• Stored records:
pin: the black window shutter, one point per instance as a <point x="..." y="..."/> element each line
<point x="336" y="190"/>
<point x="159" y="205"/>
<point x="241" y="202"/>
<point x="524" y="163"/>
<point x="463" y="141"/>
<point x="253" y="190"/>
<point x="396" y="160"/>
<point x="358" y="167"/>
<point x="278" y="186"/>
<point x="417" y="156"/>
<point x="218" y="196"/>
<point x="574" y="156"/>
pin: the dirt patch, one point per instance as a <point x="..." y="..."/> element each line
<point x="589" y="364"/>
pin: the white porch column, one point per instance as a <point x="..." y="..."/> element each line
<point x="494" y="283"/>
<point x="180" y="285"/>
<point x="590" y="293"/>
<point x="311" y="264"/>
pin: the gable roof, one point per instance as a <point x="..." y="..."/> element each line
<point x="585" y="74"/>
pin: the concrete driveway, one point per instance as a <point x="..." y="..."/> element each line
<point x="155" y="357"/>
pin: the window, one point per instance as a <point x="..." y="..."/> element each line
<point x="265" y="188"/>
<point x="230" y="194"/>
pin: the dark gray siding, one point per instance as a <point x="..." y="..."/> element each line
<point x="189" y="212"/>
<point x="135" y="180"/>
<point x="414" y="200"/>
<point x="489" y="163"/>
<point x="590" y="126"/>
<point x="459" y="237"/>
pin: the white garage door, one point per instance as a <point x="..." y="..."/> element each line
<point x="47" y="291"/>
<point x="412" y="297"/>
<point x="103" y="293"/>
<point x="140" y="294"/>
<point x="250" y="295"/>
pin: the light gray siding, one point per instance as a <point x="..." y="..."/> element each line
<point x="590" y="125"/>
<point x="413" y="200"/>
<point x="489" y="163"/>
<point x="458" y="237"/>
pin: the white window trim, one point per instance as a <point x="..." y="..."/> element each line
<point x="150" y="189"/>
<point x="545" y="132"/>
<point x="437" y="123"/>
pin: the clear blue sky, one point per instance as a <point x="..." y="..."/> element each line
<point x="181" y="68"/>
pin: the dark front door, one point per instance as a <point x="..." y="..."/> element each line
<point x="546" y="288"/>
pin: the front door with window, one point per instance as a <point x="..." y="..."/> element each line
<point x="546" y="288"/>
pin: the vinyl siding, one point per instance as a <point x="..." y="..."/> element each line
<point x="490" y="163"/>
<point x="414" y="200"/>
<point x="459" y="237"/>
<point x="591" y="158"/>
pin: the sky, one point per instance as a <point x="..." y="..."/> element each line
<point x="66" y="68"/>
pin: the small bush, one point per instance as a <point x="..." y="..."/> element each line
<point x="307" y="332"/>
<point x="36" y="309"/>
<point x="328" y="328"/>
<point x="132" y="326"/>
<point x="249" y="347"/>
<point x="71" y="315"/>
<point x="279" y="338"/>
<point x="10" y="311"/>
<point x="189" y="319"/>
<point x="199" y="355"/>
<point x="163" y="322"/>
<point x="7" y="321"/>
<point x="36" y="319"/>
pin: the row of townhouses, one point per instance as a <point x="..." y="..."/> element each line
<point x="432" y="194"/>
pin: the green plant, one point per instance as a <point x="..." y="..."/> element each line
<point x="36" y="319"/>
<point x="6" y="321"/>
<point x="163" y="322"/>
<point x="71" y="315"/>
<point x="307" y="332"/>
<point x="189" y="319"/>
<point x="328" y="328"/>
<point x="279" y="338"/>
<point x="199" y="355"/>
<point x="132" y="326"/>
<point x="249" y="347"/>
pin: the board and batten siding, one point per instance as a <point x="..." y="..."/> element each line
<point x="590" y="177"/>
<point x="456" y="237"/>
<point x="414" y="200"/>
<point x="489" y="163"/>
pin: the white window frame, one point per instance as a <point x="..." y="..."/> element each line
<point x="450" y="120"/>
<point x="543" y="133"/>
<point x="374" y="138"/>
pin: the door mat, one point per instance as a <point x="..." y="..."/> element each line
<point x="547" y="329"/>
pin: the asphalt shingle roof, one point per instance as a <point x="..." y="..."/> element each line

• Written exercise:
Every entry should be printed again exactly as it stands.

• Complete output:
pin: the black window shutter, one point per instance as a <point x="..." y="..."/> element each line
<point x="336" y="190"/>
<point x="159" y="205"/>
<point x="241" y="202"/>
<point x="524" y="163"/>
<point x="463" y="141"/>
<point x="253" y="190"/>
<point x="396" y="160"/>
<point x="358" y="167"/>
<point x="278" y="186"/>
<point x="417" y="156"/>
<point x="218" y="196"/>
<point x="574" y="156"/>
pin: the dirt patch, one point per instance as a <point x="..." y="..."/> element each line
<point x="589" y="364"/>
pin: the white porch column, one point per instance as a <point x="..." y="..."/> element each line
<point x="494" y="283"/>
<point x="180" y="285"/>
<point x="590" y="293"/>
<point x="311" y="264"/>
pin: the gable roof, one point per instance as a <point x="..." y="..."/> element each line
<point x="585" y="74"/>
pin: the concrete driveway, one point per instance as a <point x="..." y="..."/> element each line
<point x="155" y="357"/>
pin: the window, one point per instance as a <point x="..." y="..."/> element each line
<point x="265" y="188"/>
<point x="230" y="194"/>
pin: the dark gray siding, one point per instance as a <point x="..." y="..."/> element each line
<point x="189" y="212"/>
<point x="135" y="180"/>
<point x="414" y="200"/>
<point x="489" y="163"/>
<point x="590" y="126"/>
<point x="459" y="237"/>
pin: the white garage door, one point per instance as a <point x="..." y="..."/> element each line
<point x="47" y="291"/>
<point x="412" y="297"/>
<point x="103" y="293"/>
<point x="140" y="294"/>
<point x="250" y="295"/>
pin: the light gray siding, one point per instance as a <point x="..." y="..."/> element each line
<point x="590" y="125"/>
<point x="413" y="200"/>
<point x="489" y="163"/>
<point x="458" y="237"/>
pin: the white window trim, one point per instance as a <point x="..." y="..."/> element each line
<point x="150" y="189"/>
<point x="545" y="132"/>
<point x="437" y="123"/>
pin: the clear blue sky, one point per instance as a <point x="..." y="..."/> element each line
<point x="181" y="68"/>
pin: the dark front door, one point per instance as a <point x="..." y="..."/> element each line
<point x="546" y="288"/>
pin: the front door with window, one point per instance as a <point x="..." y="..."/> element each line
<point x="546" y="288"/>
pin: the vinyl siding, one point per instance as a <point x="..." y="..."/> element each line
<point x="490" y="163"/>
<point x="414" y="200"/>
<point x="459" y="237"/>
<point x="591" y="158"/>
pin: the sky, one point per instance as a <point x="..." y="..."/> element each line
<point x="66" y="68"/>
pin: the small bush, one point per instance as a <point x="..." y="..."/> element each line
<point x="307" y="332"/>
<point x="36" y="309"/>
<point x="328" y="328"/>
<point x="132" y="326"/>
<point x="249" y="347"/>
<point x="71" y="315"/>
<point x="279" y="338"/>
<point x="10" y="311"/>
<point x="189" y="319"/>
<point x="199" y="355"/>
<point x="163" y="322"/>
<point x="7" y="321"/>
<point x="36" y="319"/>
pin: the row of townhouses, one point per instance as a <point x="..." y="..."/> element each line
<point x="432" y="194"/>
pin: the green plant, one point per instance as a <point x="..." y="..."/> element each line
<point x="36" y="319"/>
<point x="6" y="321"/>
<point x="163" y="322"/>
<point x="71" y="315"/>
<point x="307" y="332"/>
<point x="189" y="319"/>
<point x="328" y="328"/>
<point x="279" y="338"/>
<point x="199" y="355"/>
<point x="132" y="326"/>
<point x="249" y="347"/>
pin: the board and batten siding, one point per instance as a <point x="..." y="..."/> element each line
<point x="590" y="177"/>
<point x="456" y="237"/>
<point x="414" y="200"/>
<point x="489" y="163"/>
pin: the white window frame, one point per instance as a <point x="..." y="..."/> element each line
<point x="450" y="120"/>
<point x="543" y="133"/>
<point x="374" y="138"/>
pin: the door mat, one point per instance as a <point x="..." y="..."/> element each line
<point x="547" y="329"/>
pin: the asphalt shingle roof, one point per instance as a <point x="..." y="..."/> element each line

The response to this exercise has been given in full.